» **Document passage**:
The Government of India put an end to any speculation about the next head of its 1.4-million-strong Army on the Saturday morning.


Lieutenant General Dhiraj Seth a decorated Armoured Corps officer, son of a celebrated general and the man who has been quietly running the Army from its no. 2 post since April will assume the helm as Chief of the Army Staff later on June 30, 2026. He takes the seat of General Upendra Dwivedi who is retiring on the same day.


The Ministry of Defence's announcement was as succinct as usual. The formal notification said that Lt Gen Seth, who has been awardee of the Param Vishisht Seva Medal, Uttam Yudh Seva Medal and Ati Vishisht Seva Medal, "will assume the appointment with effect from the afternoon of 30 June 2026. What the notification left out but anyone who has followed India's military course over the last two years would know is that this posting has much more significance than just one of changing the guard.

» **Goal**: Print the article on India's next Army chief, word for word, from "Lieutenant General Dhiraj" up to and including "the same day.".

» **Record extracts**:

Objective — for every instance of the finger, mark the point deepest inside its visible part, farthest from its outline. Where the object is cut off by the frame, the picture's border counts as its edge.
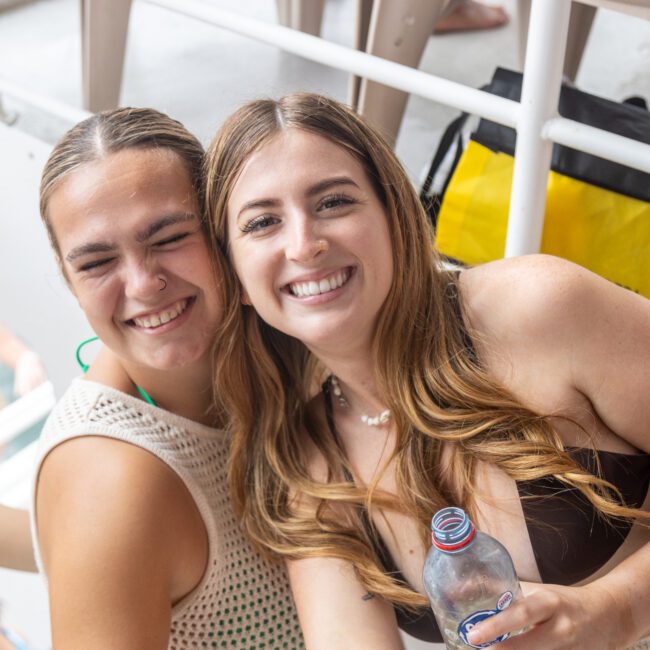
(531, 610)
--
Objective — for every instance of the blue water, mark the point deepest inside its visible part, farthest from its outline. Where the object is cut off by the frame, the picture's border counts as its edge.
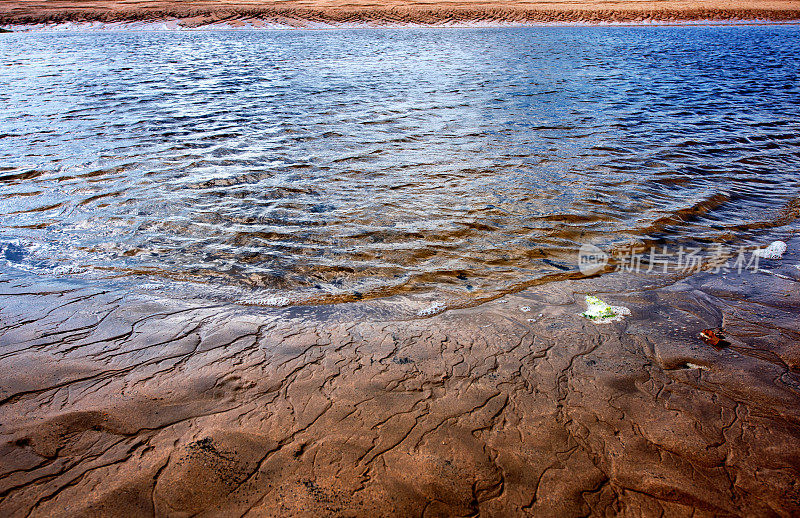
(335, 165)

» **The completed task**:
Lieutenant General Dhiraj Seth a decorated Armoured Corps officer, son of a celebrated general and the man who has been quietly running the Army from its no. 2 post since April will assume the helm as Chief of the Army Staff later on June 30, 2026. He takes the seat of General Upendra Dwivedi who is retiring on the same day.